▶

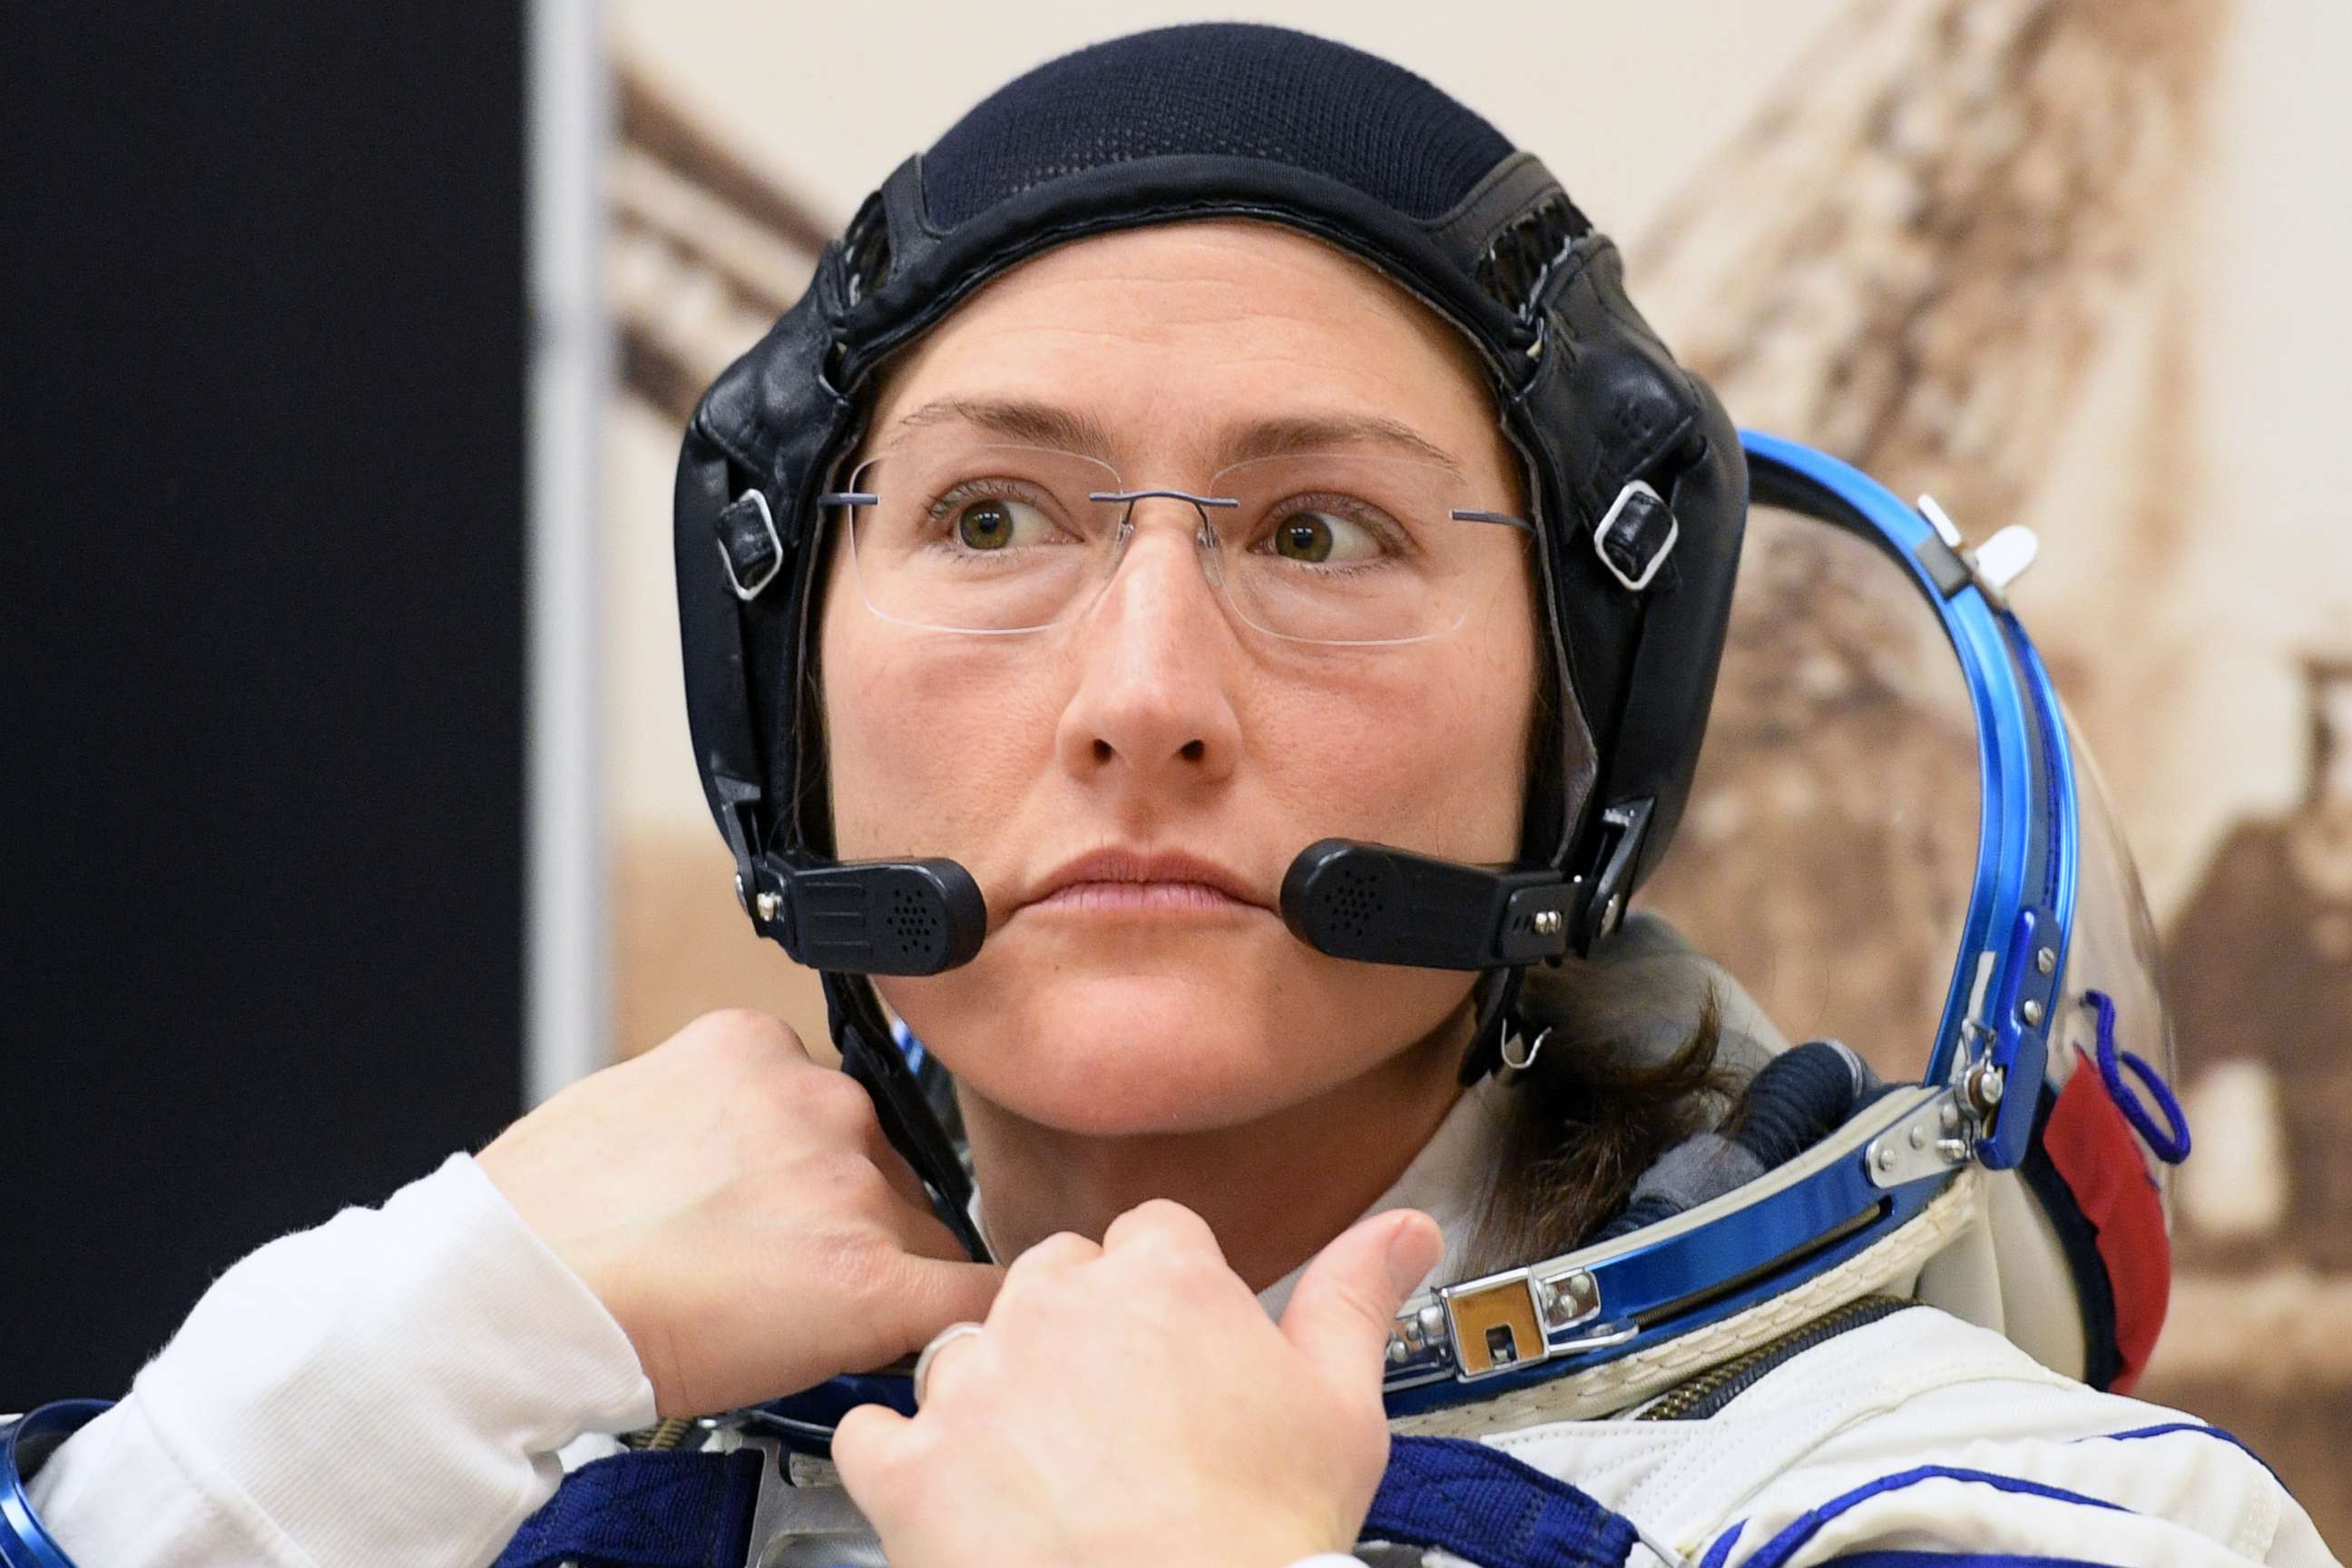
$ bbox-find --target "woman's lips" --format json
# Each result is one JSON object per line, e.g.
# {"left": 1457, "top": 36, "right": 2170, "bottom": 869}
{"left": 1019, "top": 848, "right": 1273, "bottom": 919}
{"left": 1027, "top": 879, "right": 1259, "bottom": 916}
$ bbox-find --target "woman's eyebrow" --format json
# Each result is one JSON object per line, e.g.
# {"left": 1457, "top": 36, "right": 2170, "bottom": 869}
{"left": 890, "top": 397, "right": 1463, "bottom": 473}
{"left": 1217, "top": 413, "right": 1463, "bottom": 472}
{"left": 894, "top": 397, "right": 1120, "bottom": 456}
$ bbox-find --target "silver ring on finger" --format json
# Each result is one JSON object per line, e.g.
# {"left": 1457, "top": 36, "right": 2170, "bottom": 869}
{"left": 911, "top": 1320, "right": 985, "bottom": 1409}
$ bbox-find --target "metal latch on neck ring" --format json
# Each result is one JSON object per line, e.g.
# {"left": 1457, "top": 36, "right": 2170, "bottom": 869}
{"left": 1386, "top": 1262, "right": 1630, "bottom": 1382}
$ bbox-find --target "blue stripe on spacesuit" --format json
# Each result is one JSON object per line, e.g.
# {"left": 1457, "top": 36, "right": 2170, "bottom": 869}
{"left": 1710, "top": 1465, "right": 2134, "bottom": 1568}
{"left": 1697, "top": 1426, "right": 2284, "bottom": 1567}
{"left": 1806, "top": 1553, "right": 2117, "bottom": 1566}
{"left": 2071, "top": 1422, "right": 2278, "bottom": 1483}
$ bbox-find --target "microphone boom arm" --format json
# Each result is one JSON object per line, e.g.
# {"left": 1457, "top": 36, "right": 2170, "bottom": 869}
{"left": 1279, "top": 839, "right": 1579, "bottom": 970}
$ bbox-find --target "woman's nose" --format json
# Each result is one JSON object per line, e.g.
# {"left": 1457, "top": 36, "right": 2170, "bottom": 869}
{"left": 1054, "top": 504, "right": 1241, "bottom": 792}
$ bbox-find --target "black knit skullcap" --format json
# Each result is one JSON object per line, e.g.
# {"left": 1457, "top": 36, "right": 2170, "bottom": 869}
{"left": 922, "top": 24, "right": 1516, "bottom": 231}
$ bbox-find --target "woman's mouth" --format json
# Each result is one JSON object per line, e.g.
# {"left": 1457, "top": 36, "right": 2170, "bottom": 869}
{"left": 1021, "top": 848, "right": 1270, "bottom": 918}
{"left": 1030, "top": 879, "right": 1256, "bottom": 915}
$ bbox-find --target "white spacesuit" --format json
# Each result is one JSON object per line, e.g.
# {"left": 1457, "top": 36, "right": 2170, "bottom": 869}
{"left": 13, "top": 993, "right": 2333, "bottom": 1564}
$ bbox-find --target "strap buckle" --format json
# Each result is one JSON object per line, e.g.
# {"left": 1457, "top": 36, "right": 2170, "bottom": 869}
{"left": 1592, "top": 480, "right": 1679, "bottom": 593}
{"left": 716, "top": 489, "right": 785, "bottom": 602}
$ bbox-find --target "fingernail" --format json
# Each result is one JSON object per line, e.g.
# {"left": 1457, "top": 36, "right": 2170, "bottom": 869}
{"left": 1384, "top": 1212, "right": 1441, "bottom": 1298}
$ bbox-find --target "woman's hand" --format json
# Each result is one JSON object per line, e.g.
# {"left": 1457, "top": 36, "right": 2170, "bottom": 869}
{"left": 832, "top": 1199, "right": 1442, "bottom": 1568}
{"left": 476, "top": 1009, "right": 1004, "bottom": 1417}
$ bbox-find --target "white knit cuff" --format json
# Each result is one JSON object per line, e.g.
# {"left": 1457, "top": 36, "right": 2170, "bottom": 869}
{"left": 125, "top": 1152, "right": 657, "bottom": 1567}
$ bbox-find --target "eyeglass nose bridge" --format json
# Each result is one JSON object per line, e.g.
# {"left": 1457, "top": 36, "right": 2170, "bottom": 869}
{"left": 1088, "top": 486, "right": 1240, "bottom": 589}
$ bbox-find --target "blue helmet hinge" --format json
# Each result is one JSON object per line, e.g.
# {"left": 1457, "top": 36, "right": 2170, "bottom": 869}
{"left": 1973, "top": 905, "right": 2063, "bottom": 1171}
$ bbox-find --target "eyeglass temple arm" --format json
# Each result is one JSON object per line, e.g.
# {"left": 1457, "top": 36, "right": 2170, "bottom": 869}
{"left": 1450, "top": 508, "right": 1535, "bottom": 534}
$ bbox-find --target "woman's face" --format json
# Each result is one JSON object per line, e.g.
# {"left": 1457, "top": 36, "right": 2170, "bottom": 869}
{"left": 818, "top": 220, "right": 1540, "bottom": 1137}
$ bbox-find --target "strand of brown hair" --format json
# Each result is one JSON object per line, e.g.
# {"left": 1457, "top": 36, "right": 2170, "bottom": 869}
{"left": 1465, "top": 964, "right": 1735, "bottom": 1276}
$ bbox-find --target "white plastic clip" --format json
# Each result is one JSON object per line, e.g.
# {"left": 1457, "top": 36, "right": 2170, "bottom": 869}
{"left": 717, "top": 489, "right": 785, "bottom": 602}
{"left": 1916, "top": 494, "right": 1965, "bottom": 549}
{"left": 1916, "top": 495, "right": 2038, "bottom": 607}
{"left": 1971, "top": 524, "right": 2040, "bottom": 596}
{"left": 1592, "top": 481, "right": 1679, "bottom": 592}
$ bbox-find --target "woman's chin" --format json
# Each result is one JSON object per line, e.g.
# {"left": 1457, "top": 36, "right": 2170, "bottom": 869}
{"left": 933, "top": 973, "right": 1317, "bottom": 1137}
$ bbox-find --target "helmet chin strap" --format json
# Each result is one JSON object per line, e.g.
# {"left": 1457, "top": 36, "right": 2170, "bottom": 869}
{"left": 817, "top": 965, "right": 990, "bottom": 1258}
{"left": 756, "top": 822, "right": 1651, "bottom": 1255}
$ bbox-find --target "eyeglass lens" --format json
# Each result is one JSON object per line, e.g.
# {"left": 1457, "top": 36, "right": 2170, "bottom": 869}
{"left": 839, "top": 438, "right": 1527, "bottom": 646}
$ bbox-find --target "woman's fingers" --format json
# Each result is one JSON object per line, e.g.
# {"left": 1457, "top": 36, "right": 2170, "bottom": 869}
{"left": 1101, "top": 1195, "right": 1228, "bottom": 1266}
{"left": 881, "top": 1255, "right": 1008, "bottom": 1350}
{"left": 854, "top": 1109, "right": 945, "bottom": 1215}
{"left": 830, "top": 1401, "right": 914, "bottom": 1498}
{"left": 1001, "top": 1227, "right": 1101, "bottom": 1284}
{"left": 911, "top": 1321, "right": 987, "bottom": 1409}
{"left": 1279, "top": 1209, "right": 1442, "bottom": 1394}
{"left": 477, "top": 1009, "right": 1021, "bottom": 1415}
{"left": 841, "top": 1198, "right": 1396, "bottom": 1567}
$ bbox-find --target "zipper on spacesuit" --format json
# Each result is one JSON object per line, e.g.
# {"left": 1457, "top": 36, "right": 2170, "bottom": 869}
{"left": 1634, "top": 1294, "right": 1915, "bottom": 1422}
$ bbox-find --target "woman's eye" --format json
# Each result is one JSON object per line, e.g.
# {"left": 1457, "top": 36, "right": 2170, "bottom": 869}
{"left": 948, "top": 495, "right": 1049, "bottom": 551}
{"left": 1265, "top": 508, "right": 1381, "bottom": 564}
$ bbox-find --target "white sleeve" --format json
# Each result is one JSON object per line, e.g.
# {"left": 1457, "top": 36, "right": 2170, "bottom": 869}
{"left": 24, "top": 1152, "right": 658, "bottom": 1568}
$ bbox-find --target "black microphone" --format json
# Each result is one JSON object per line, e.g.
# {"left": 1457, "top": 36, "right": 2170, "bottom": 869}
{"left": 752, "top": 846, "right": 1568, "bottom": 976}
{"left": 750, "top": 856, "right": 989, "bottom": 975}
{"left": 749, "top": 809, "right": 1646, "bottom": 980}
{"left": 1279, "top": 839, "right": 1578, "bottom": 970}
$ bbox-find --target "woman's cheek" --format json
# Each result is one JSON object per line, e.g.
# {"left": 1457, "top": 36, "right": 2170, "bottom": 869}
{"left": 1258, "top": 658, "right": 1524, "bottom": 861}
{"left": 830, "top": 639, "right": 1059, "bottom": 858}
{"left": 1406, "top": 619, "right": 1539, "bottom": 855}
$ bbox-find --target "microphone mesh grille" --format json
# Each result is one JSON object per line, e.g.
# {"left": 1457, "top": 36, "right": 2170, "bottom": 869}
{"left": 1326, "top": 865, "right": 1385, "bottom": 942}
{"left": 888, "top": 886, "right": 938, "bottom": 959}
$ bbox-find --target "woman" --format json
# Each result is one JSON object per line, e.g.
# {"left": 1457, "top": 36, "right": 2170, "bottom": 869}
{"left": 13, "top": 24, "right": 2334, "bottom": 1568}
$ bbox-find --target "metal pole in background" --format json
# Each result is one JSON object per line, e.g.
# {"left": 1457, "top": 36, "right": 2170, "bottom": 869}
{"left": 524, "top": 0, "right": 611, "bottom": 1102}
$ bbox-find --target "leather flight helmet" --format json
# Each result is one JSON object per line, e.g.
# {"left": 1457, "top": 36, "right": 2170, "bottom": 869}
{"left": 673, "top": 24, "right": 1749, "bottom": 1232}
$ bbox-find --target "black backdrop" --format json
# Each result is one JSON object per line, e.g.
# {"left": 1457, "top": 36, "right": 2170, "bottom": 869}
{"left": 2, "top": 8, "right": 528, "bottom": 1402}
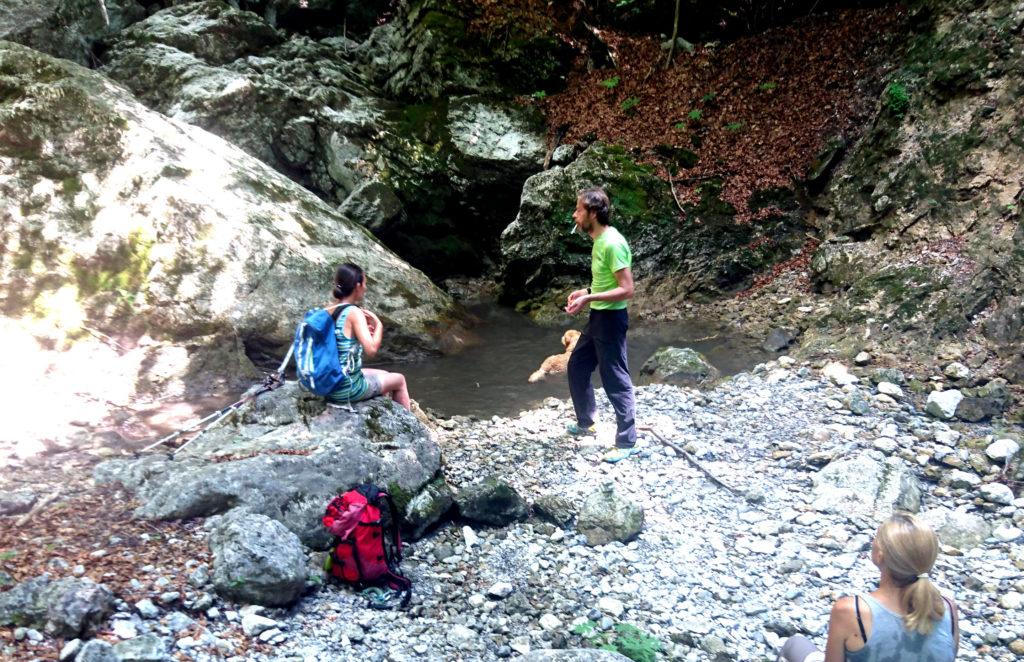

◀

» **Requirement**: The number of lines above where the word "blue" occurs, and only that number, is the answer.

» **Solution for this problem**: 2